## ASSIGNMENT
Copy every line from the data below in which the string "tower" can be found.
___ DATA ___
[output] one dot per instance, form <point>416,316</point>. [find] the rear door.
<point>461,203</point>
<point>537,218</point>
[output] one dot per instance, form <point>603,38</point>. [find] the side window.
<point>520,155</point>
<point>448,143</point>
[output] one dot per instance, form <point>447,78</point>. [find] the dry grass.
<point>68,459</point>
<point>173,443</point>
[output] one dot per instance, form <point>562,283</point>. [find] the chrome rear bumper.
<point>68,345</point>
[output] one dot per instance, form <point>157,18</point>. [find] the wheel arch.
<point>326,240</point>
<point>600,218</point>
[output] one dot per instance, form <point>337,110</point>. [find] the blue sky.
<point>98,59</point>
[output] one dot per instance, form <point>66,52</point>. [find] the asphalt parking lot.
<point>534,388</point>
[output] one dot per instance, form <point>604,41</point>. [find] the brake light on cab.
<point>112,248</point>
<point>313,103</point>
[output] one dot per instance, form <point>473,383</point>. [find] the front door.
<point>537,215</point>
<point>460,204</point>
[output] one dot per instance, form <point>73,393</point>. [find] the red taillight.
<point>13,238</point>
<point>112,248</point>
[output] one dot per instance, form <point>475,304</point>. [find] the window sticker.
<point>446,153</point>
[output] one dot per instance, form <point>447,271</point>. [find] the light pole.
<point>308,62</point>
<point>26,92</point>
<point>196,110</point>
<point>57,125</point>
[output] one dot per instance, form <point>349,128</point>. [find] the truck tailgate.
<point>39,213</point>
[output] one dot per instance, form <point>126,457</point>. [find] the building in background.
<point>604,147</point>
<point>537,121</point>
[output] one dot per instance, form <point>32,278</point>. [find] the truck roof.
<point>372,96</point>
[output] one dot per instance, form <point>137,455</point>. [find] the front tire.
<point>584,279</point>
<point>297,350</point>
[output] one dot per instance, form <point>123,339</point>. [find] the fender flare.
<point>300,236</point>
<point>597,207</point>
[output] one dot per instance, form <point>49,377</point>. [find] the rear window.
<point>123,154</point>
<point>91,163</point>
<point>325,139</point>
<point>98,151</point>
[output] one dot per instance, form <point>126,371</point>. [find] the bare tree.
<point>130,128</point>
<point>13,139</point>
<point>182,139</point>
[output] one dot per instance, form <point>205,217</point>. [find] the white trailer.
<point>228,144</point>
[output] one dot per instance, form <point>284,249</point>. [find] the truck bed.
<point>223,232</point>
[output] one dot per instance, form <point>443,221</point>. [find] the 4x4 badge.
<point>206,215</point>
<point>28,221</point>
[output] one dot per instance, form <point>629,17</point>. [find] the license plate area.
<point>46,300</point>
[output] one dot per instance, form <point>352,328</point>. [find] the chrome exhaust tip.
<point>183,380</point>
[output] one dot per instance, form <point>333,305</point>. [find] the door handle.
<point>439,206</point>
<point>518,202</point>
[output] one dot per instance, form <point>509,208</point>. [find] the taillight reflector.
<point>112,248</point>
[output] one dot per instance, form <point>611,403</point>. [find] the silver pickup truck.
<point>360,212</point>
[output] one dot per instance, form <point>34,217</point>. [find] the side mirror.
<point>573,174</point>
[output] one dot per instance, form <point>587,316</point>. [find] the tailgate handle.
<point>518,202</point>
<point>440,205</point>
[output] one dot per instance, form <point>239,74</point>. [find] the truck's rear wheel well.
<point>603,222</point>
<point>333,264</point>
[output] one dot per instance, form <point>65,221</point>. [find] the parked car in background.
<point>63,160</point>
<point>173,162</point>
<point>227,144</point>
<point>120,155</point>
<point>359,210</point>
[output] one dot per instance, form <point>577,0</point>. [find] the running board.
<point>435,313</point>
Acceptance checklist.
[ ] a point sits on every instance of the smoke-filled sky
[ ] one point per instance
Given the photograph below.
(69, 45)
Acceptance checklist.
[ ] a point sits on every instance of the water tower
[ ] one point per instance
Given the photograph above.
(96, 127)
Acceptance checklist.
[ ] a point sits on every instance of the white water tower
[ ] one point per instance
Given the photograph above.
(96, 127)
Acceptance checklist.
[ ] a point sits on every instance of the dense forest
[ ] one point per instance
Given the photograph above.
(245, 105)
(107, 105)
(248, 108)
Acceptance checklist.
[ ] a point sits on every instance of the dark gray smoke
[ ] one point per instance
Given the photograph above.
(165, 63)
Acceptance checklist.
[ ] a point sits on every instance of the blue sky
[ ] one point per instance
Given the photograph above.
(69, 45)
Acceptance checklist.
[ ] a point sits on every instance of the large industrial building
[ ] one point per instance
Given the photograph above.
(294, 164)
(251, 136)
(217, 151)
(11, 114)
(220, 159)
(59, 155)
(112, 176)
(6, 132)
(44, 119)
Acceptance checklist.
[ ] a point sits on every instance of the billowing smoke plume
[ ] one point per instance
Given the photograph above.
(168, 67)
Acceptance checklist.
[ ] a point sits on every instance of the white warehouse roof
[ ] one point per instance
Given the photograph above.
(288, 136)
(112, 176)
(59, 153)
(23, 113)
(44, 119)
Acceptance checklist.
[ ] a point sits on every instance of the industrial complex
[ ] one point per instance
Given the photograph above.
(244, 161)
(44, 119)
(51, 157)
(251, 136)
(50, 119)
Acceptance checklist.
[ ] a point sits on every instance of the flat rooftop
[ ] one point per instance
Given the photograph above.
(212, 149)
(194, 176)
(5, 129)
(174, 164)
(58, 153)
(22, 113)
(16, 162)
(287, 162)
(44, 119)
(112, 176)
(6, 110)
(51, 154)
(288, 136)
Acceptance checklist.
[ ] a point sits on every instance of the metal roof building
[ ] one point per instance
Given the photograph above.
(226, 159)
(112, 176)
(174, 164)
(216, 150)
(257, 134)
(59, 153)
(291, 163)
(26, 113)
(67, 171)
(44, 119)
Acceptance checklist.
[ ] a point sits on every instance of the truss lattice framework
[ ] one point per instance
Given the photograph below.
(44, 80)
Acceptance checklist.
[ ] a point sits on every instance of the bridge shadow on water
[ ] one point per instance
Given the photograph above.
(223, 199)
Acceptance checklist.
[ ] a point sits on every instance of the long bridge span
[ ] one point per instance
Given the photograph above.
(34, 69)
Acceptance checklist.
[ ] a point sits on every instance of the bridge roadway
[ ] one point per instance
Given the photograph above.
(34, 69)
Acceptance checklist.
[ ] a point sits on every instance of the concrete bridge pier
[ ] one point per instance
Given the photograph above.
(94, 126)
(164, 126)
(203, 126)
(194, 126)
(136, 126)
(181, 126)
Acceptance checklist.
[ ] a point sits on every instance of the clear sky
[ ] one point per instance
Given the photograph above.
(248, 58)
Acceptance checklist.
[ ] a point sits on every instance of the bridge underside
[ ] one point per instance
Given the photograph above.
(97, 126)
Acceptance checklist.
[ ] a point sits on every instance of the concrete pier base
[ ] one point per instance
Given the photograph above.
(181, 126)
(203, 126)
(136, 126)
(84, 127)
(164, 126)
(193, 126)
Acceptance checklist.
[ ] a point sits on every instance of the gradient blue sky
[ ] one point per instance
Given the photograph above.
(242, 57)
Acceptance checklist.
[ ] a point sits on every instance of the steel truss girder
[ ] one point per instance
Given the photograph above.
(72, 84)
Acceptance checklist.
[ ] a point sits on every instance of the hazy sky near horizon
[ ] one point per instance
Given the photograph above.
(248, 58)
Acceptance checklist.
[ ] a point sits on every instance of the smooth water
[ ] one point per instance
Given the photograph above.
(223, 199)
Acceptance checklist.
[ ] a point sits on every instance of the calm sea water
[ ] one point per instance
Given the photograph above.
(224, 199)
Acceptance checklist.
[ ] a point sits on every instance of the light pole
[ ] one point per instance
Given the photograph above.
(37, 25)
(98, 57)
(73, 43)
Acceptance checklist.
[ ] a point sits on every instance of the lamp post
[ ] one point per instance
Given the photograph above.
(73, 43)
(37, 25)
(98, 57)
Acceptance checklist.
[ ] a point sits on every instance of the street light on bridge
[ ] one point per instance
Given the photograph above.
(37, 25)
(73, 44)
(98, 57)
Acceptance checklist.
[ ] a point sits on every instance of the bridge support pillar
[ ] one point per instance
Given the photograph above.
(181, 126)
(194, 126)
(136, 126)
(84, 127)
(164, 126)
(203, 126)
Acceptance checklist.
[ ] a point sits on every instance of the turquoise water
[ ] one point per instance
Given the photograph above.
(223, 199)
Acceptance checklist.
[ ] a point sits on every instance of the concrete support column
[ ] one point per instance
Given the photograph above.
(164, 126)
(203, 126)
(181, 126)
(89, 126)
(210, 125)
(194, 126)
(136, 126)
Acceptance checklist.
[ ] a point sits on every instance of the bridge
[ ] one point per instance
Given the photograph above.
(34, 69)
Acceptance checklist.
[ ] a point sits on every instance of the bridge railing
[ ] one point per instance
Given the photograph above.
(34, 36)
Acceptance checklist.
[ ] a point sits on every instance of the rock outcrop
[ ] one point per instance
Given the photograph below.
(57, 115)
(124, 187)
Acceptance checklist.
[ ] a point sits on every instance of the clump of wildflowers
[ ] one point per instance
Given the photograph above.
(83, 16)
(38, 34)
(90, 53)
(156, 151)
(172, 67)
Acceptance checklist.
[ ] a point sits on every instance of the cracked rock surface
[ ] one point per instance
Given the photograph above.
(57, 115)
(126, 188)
___
## ANSWER FOR THIS EXERCISE
[ ] a point sits on every instance of the water tower
[ ] a point sits on every instance of the white water tower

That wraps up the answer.